#### Records for this exercise ####

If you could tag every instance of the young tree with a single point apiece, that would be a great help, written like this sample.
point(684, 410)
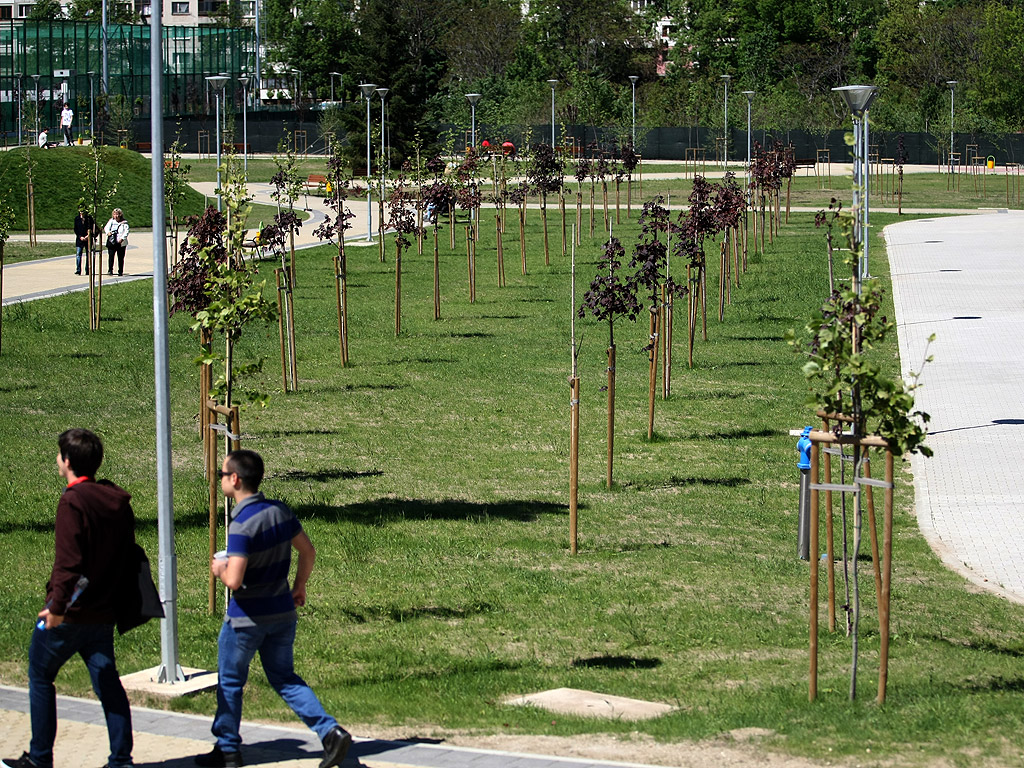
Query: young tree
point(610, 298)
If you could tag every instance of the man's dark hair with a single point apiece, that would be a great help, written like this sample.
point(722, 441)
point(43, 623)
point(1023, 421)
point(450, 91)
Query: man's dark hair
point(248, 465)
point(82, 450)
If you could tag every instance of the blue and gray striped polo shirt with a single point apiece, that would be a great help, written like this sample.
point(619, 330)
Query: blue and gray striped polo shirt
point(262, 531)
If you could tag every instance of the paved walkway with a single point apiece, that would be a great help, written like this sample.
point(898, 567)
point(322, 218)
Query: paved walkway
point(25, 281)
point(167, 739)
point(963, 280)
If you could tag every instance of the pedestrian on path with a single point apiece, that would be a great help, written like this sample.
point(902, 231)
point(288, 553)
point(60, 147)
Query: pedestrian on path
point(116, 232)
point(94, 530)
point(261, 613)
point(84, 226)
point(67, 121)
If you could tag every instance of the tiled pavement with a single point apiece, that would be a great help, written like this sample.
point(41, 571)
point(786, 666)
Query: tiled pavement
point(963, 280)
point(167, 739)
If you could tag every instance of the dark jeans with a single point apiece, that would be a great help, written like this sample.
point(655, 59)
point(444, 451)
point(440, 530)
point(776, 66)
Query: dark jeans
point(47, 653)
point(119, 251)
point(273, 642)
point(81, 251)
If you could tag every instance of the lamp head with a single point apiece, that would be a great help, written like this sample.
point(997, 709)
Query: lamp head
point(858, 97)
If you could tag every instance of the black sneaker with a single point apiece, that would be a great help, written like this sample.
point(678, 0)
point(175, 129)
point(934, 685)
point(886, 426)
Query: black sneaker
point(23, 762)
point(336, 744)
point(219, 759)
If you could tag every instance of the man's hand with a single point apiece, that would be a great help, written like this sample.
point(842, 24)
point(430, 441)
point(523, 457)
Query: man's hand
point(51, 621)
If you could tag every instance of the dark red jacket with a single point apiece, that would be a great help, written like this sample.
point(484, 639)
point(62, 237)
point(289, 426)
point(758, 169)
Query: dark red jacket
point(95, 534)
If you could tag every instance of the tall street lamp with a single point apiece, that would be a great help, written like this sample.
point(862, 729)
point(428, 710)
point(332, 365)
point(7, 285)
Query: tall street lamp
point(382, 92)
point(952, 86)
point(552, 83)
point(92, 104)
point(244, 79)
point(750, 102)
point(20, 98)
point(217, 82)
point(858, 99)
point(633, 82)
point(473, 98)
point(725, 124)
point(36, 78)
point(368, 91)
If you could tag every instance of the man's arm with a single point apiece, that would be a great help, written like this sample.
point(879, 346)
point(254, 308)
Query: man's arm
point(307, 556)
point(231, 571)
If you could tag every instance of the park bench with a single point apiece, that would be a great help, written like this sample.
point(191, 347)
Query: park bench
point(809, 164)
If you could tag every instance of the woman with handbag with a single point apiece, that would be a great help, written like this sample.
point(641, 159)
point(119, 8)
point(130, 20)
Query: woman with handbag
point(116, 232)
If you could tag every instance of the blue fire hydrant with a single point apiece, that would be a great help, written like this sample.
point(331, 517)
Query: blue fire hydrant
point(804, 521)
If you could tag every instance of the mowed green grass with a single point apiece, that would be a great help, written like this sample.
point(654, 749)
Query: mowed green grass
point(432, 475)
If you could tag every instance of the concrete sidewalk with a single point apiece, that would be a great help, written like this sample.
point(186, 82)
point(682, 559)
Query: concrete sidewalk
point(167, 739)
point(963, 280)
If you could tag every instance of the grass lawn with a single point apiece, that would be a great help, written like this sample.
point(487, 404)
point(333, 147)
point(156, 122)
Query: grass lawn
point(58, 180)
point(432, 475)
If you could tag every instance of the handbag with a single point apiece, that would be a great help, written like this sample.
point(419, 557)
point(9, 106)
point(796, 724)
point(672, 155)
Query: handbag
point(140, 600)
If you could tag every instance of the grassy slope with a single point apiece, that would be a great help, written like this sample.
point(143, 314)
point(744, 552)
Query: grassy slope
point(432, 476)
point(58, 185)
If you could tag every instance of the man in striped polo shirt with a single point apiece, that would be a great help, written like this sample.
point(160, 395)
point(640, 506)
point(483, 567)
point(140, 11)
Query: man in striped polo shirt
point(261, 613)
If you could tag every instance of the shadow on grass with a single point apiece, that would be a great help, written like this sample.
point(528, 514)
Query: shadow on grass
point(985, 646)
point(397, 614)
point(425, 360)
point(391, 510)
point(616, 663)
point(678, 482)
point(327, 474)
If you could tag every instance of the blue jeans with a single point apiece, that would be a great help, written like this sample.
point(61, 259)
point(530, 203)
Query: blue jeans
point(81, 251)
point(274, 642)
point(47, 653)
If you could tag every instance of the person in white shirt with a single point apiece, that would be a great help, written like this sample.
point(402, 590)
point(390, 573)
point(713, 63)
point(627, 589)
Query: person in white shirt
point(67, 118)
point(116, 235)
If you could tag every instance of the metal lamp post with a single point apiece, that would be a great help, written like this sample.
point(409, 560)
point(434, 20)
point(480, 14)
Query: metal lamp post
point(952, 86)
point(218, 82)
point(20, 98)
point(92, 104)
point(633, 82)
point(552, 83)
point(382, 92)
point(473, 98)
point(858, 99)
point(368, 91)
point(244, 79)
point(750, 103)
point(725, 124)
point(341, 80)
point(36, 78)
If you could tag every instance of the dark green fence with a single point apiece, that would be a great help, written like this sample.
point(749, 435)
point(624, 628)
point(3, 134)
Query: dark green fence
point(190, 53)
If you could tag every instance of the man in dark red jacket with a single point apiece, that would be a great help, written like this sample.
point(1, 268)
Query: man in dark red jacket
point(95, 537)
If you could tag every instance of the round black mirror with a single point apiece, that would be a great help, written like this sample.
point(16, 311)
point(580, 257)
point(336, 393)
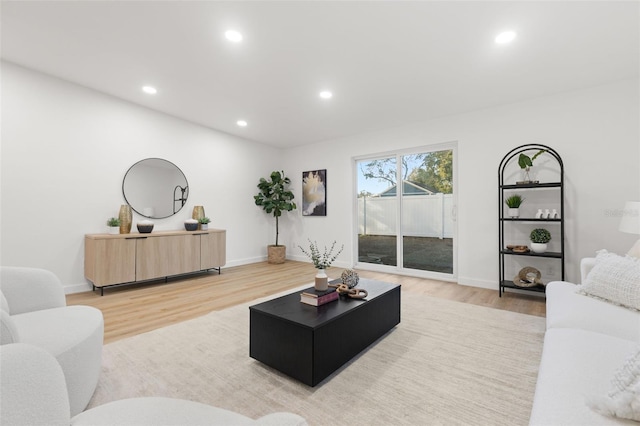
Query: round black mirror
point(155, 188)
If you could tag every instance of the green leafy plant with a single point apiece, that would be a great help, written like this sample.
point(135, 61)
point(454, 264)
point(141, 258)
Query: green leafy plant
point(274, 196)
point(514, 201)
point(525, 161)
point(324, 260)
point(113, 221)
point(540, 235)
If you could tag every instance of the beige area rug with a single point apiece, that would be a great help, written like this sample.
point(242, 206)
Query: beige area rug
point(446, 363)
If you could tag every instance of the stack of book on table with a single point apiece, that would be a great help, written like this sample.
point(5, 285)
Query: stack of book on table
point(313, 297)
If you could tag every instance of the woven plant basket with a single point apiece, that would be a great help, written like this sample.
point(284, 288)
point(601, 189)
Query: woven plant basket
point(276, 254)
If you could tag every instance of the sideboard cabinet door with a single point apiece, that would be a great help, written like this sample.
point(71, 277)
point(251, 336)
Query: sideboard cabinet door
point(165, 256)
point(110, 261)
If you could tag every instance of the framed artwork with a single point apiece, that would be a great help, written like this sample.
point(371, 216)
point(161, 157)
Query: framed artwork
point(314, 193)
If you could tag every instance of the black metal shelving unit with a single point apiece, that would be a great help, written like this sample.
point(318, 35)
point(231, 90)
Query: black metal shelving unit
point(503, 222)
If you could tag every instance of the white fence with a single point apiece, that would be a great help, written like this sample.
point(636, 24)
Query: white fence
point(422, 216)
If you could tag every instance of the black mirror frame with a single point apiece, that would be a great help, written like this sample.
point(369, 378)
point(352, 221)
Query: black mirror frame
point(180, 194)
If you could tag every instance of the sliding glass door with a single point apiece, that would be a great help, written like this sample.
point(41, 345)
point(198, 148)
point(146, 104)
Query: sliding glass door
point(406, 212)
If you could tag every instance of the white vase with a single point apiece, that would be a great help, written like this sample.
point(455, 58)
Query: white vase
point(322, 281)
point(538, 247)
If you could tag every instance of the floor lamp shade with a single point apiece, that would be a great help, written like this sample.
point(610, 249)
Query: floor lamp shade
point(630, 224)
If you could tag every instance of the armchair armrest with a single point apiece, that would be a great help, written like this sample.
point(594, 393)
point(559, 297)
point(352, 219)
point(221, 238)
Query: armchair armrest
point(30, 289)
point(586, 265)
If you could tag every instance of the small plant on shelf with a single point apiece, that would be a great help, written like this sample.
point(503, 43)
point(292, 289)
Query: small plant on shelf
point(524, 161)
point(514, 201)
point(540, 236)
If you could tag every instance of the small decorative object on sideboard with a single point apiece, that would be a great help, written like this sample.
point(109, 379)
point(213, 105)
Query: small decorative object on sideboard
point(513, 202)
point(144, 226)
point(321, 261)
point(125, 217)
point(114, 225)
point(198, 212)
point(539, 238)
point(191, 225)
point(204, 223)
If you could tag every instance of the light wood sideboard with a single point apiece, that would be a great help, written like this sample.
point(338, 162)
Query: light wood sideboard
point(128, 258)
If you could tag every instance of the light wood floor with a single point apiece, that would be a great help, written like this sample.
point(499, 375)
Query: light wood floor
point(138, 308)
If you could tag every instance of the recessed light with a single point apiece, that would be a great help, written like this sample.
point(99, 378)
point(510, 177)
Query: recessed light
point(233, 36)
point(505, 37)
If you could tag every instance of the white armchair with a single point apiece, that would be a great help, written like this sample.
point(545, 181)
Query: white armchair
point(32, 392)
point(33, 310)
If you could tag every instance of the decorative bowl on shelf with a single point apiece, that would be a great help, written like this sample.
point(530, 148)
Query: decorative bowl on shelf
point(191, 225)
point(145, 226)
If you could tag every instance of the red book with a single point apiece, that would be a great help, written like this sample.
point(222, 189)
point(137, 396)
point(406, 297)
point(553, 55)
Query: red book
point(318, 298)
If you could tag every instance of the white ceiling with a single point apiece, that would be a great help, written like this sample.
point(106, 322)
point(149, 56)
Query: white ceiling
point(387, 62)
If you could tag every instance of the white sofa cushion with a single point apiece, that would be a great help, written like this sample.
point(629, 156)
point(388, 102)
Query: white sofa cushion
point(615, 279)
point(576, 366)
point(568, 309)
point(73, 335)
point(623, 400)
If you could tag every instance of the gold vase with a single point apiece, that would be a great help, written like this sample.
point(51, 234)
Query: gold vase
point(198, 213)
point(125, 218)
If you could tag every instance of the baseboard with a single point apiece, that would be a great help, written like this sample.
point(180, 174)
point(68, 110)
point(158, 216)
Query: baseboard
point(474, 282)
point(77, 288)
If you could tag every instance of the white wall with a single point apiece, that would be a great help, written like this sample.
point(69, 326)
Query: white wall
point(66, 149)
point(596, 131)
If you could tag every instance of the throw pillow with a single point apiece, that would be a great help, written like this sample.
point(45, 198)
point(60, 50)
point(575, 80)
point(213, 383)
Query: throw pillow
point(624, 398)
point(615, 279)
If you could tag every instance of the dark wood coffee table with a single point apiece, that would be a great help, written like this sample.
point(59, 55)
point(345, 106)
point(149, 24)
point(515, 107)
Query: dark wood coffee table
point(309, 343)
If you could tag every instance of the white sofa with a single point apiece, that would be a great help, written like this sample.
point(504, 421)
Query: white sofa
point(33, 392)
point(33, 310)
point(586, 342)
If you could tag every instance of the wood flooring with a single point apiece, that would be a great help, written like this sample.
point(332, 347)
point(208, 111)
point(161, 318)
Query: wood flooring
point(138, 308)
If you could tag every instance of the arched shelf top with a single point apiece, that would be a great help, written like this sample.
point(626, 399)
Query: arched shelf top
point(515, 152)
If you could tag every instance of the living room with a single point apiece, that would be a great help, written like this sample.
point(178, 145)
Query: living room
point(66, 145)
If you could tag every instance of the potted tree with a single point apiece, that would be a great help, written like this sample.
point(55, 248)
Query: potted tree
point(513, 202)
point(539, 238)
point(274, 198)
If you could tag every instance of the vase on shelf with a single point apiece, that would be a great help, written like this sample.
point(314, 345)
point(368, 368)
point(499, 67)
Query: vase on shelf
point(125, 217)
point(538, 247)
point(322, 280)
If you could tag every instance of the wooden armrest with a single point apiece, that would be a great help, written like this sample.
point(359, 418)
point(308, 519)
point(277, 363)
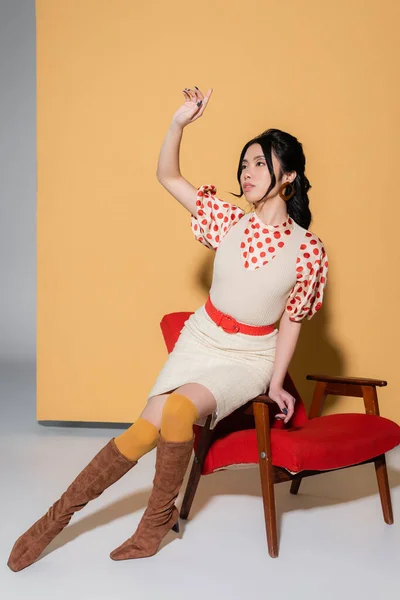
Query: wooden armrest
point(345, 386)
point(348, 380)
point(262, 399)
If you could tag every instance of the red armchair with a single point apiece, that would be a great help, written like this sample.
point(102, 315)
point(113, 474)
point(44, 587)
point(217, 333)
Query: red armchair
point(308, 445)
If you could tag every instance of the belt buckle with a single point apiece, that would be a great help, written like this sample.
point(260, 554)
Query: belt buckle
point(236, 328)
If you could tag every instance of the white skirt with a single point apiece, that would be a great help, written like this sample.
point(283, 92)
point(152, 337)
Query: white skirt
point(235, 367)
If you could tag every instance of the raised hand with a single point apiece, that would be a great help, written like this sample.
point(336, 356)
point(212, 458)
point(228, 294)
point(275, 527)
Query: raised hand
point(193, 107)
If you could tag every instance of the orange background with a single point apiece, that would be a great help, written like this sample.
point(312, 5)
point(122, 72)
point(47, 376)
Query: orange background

####

* What is expected:
Please print exactly the lines from the line containing "point(314, 345)" through the end of the records above, both included, leaving out every picture.

* Answer below:
point(314, 345)
point(368, 368)
point(499, 67)
Query: vase on shelf
point(125, 217)
point(538, 247)
point(322, 280)
If you could tag every instance of the wooden armrest with a single point apiece, that would be a great help, written like this sample.
point(359, 418)
point(308, 519)
point(277, 363)
Query: wooden armrest
point(345, 386)
point(348, 380)
point(262, 399)
If you could tag every instance of the red armchair with a single point apiece, that would be a great help, written like this sample.
point(102, 315)
point(113, 474)
point(44, 587)
point(217, 333)
Query: red armchair
point(308, 445)
If you could tag every instance of the belt buckle with a single point apiece, that would be a great help, written like this sample.
point(260, 554)
Query: belt buckle
point(236, 328)
If you could tag every instance of the white skirt with a single point apiece, that would be a great help, written like this sample.
point(283, 92)
point(152, 337)
Query: white skirt
point(235, 367)
If you could tag every instance of the raised hand with a single point apiece, that would be a great help, written like this sample.
point(336, 356)
point(212, 458)
point(228, 294)
point(275, 527)
Query: raised hand
point(193, 107)
If you could tag every instance of the orange background with a single point apiece, that would be a great help, written like this sample.
point(312, 5)
point(122, 72)
point(47, 376)
Query: orange background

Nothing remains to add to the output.